To ensure their success, the staff will help participants with challenges such as changing identity documents and accessing public benefits. And participating agencies and employers are expected to demonstrate cultural responsiveness and competency.

In addition to two years of direct services, Unity Works participants will receive an additional year of followup from LGBTQ-affirming case workers and therapists.

“We know that young LGBTQ people are largely homeless because their family rejected them,” McGovern said. “They may face peer rejection, school rejection, community rejection, so we knew this had to be trauma-informed. It’s not enough to just give people resumé building tips and say ‘good luck.’ This program is a larger support system to help them feel empowered.”

Mario Smith, a 20-year-old who identifies as transgender and nonbinary and uses gender-neutral pronouns, said Unity Works has the potential to be life-changing.

“Giving trans people the tools to work and get educated — it’s not a handout,” they said. “It’s going to create such a productive group of people who can turn around and help their community.”

■ ■ ■

■ To do ■
[a] Please write out the part of the Unity Works passage starting with "To ensure their" and going on through "responsiveness and competency.".
[b] Write what comes next in the Unity Works passage, picking up after its final sentence.
The lines that follow are not needed for anything here.

■ ■ ■

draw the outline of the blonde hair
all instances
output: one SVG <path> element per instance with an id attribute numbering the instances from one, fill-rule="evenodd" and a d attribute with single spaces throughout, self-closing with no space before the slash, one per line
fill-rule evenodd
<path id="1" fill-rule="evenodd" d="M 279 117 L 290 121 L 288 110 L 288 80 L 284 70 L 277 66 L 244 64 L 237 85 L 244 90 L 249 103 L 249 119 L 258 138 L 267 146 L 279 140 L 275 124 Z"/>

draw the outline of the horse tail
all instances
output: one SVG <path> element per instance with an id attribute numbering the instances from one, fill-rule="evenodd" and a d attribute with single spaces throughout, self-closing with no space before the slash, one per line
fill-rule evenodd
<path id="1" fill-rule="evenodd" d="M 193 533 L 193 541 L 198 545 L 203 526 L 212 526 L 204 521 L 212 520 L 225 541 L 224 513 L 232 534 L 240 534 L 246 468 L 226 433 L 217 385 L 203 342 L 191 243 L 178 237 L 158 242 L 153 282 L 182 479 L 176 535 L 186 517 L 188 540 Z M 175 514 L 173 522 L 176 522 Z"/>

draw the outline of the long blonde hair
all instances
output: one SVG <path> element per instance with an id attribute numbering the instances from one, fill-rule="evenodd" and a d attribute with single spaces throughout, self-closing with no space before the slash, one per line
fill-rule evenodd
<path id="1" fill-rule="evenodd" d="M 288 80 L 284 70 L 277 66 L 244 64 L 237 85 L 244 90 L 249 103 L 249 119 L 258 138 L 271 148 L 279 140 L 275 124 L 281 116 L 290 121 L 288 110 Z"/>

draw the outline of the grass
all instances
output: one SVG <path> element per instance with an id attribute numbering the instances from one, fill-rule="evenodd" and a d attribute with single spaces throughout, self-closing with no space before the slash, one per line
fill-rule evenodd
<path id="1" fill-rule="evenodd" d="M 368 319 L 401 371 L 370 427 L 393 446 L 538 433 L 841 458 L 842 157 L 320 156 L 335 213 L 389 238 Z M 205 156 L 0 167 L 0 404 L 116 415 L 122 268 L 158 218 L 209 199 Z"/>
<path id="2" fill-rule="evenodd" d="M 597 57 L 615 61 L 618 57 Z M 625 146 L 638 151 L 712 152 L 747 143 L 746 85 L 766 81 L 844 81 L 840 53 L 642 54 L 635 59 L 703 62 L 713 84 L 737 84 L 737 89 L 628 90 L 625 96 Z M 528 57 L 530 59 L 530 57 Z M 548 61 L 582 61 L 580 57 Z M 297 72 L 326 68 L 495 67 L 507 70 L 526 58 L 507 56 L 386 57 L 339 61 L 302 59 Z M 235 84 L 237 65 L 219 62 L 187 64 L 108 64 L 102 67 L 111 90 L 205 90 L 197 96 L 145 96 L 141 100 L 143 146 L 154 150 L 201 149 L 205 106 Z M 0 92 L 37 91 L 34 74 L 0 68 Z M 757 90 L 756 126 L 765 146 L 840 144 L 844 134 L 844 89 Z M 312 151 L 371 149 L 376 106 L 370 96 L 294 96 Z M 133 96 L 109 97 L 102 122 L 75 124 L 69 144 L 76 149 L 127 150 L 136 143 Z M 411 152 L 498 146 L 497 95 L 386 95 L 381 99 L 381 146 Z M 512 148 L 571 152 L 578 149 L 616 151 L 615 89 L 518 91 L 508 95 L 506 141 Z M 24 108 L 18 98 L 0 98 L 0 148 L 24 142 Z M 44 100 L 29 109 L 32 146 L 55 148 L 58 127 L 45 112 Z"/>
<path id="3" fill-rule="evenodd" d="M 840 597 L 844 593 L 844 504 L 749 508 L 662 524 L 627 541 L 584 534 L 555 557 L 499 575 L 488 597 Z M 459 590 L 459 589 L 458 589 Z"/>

■ ■ ■

■ Answer list ■
[a]
To ensure their success, the staff will help participants with challenges such as changing identity documents and accessing public benefits. And participating agencies and employers are expected to demonstrate cultural responsiveness and competency.

[b]
Smith immigrated to the U.S. from Jamaica as a teen and worked with the Ali Forney Center to get a green card and housing. Now they’re enrolling in Unity Works to study psychology and eventually become a youth health advocate.

“Everyone’s at a different place in their life,” they said. “Some people need job placement, some need help furthering their education. You can’t just have a cookie-cutter answer. This program is tailor-made to the individual.”

As much as Unity Works will benefit Smith and the other New York-based participants, McGovern is thinking even bigger.

“Ultimately we want to build a model we can prove and push it across other jurisdictions,” they said. “I want this to be such a success that it’s replicated all across the country.”